__What is being asked__.
Present exactly, and only, the lines running from the line that contains "Query: penalty area line" through the end of the entries below.

__Records for this exercise__.
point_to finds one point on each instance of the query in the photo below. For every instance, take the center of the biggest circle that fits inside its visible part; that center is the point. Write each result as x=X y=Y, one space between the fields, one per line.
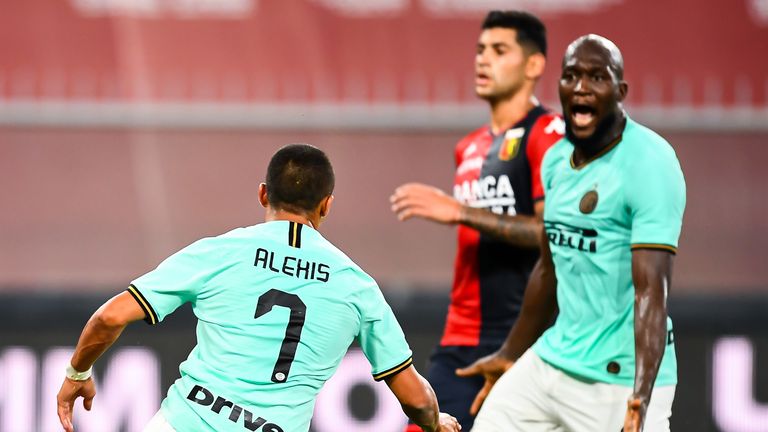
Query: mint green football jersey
x=630 y=196
x=277 y=307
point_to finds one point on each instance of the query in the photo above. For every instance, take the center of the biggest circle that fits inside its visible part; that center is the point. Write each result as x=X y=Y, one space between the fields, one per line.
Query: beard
x=600 y=137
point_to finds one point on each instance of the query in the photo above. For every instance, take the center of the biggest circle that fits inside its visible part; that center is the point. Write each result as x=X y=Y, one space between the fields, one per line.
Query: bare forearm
x=520 y=230
x=416 y=397
x=650 y=339
x=98 y=335
x=651 y=275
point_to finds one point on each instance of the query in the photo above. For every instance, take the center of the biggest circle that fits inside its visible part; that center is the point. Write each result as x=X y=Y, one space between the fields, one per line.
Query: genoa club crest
x=511 y=144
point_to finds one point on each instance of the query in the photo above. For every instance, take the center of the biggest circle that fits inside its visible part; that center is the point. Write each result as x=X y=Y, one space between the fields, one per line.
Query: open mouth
x=582 y=115
x=481 y=78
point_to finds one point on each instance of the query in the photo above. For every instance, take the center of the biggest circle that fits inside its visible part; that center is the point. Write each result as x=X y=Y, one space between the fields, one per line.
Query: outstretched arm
x=427 y=202
x=419 y=401
x=99 y=333
x=651 y=274
x=538 y=309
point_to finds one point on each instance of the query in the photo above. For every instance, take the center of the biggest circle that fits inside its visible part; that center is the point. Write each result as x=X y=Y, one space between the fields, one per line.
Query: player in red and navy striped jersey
x=497 y=204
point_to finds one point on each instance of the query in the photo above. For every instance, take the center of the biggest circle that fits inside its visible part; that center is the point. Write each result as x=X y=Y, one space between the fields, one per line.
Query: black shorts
x=455 y=394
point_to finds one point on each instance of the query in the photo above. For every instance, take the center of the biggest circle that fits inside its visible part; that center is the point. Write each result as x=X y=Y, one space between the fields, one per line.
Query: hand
x=420 y=200
x=633 y=421
x=65 y=400
x=491 y=367
x=448 y=423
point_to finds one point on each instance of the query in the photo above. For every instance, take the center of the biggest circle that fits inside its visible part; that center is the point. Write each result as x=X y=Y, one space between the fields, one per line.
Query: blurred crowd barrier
x=129 y=129
x=721 y=345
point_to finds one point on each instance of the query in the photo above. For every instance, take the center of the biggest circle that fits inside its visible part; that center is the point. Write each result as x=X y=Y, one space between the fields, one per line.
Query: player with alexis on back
x=497 y=202
x=277 y=306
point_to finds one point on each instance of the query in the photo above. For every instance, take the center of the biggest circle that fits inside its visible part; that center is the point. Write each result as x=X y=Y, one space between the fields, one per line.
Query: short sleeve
x=177 y=280
x=381 y=337
x=547 y=130
x=656 y=200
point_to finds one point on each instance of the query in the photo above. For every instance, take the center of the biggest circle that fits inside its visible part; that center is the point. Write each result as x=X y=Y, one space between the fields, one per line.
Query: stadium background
x=129 y=129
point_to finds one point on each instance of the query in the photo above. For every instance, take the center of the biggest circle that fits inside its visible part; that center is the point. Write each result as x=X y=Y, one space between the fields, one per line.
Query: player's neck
x=282 y=215
x=507 y=112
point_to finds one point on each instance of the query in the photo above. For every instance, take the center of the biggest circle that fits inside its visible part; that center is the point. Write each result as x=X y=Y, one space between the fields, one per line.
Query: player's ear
x=534 y=66
x=263 y=195
x=325 y=206
x=623 y=90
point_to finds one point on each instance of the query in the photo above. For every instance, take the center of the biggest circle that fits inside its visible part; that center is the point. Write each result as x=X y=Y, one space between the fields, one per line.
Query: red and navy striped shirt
x=499 y=173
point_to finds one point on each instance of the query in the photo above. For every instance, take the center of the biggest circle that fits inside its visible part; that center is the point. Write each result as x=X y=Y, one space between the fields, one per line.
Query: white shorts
x=158 y=423
x=535 y=397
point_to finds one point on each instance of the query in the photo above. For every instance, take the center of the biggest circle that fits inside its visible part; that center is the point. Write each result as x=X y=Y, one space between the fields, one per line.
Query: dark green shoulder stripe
x=393 y=371
x=659 y=246
x=150 y=315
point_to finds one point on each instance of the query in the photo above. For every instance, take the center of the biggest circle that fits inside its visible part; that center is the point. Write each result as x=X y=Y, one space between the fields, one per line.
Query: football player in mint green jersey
x=277 y=306
x=615 y=200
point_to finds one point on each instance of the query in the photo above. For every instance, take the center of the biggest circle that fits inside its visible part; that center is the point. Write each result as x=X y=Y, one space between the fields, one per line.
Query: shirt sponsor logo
x=489 y=192
x=204 y=397
x=472 y=164
x=564 y=235
x=511 y=143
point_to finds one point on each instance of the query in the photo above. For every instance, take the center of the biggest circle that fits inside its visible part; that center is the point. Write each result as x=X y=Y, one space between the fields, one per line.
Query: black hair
x=531 y=32
x=299 y=176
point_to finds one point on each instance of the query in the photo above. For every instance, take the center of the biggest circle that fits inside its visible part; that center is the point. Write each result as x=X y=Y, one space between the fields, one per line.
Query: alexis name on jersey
x=488 y=192
x=292 y=266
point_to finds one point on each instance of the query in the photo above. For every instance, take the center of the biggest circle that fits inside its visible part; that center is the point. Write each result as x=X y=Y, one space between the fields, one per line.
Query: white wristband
x=74 y=375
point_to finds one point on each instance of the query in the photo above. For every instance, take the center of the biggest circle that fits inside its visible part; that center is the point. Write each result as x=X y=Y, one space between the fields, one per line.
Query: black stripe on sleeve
x=150 y=317
x=657 y=246
x=393 y=371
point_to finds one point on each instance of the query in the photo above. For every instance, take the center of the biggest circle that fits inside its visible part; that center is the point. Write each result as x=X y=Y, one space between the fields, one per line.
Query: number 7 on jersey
x=298 y=309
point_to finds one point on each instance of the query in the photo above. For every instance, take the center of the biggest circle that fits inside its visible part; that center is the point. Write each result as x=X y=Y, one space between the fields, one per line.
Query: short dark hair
x=531 y=32
x=299 y=176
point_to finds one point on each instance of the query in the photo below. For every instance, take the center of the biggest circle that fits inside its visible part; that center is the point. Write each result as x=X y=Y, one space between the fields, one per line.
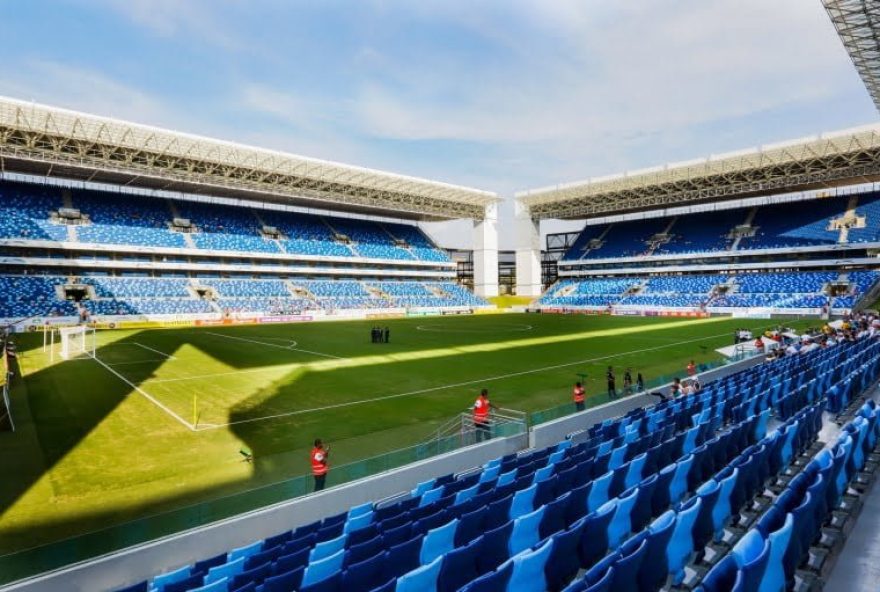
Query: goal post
x=75 y=342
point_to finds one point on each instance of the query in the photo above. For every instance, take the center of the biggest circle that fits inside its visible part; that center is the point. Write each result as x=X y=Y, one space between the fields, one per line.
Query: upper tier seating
x=790 y=283
x=796 y=225
x=370 y=239
x=24 y=212
x=590 y=292
x=703 y=232
x=868 y=206
x=141 y=221
x=788 y=290
x=122 y=219
x=581 y=244
x=776 y=226
x=685 y=284
x=629 y=507
x=628 y=239
x=225 y=228
x=36 y=295
x=306 y=235
x=26 y=296
x=419 y=244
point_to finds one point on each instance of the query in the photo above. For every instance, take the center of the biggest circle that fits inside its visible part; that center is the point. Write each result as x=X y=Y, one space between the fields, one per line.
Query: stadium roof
x=858 y=24
x=48 y=141
x=825 y=161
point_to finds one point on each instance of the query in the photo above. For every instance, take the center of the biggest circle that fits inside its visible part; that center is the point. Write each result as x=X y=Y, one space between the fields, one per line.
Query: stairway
x=299 y=292
x=407 y=249
x=350 y=245
x=750 y=217
x=600 y=239
x=656 y=244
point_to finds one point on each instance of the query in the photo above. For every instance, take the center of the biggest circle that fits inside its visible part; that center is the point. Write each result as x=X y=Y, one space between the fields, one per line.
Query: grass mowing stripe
x=455 y=385
x=147 y=395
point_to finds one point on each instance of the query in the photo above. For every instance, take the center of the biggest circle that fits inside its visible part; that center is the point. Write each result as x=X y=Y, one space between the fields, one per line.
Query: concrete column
x=528 y=252
x=486 y=253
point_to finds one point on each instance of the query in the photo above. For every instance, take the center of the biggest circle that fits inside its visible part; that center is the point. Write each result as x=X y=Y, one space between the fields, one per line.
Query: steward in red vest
x=481 y=416
x=577 y=394
x=318 y=458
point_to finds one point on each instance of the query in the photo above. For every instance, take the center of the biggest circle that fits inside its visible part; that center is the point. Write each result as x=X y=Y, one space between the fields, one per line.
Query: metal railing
x=503 y=423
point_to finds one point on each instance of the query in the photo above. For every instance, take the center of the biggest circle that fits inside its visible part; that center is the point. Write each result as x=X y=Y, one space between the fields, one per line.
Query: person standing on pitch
x=627 y=382
x=320 y=465
x=481 y=416
x=578 y=395
x=612 y=385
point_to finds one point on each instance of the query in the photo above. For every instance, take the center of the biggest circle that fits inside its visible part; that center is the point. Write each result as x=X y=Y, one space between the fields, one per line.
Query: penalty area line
x=146 y=395
x=459 y=384
x=275 y=345
x=169 y=356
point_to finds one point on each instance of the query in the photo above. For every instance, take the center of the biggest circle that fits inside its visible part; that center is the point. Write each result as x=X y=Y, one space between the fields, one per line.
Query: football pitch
x=156 y=421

__Output for this exercise__.
Query: penalty area line
x=146 y=395
x=459 y=384
x=275 y=345
x=169 y=356
point_to finds one point on each instance of the query in the photo above. For every instance, take the center of the biggest circle that fits inside its visible part; that center is the point. Write each result as x=X y=Y, one space between the fields, one per line.
Query: football pitch
x=156 y=421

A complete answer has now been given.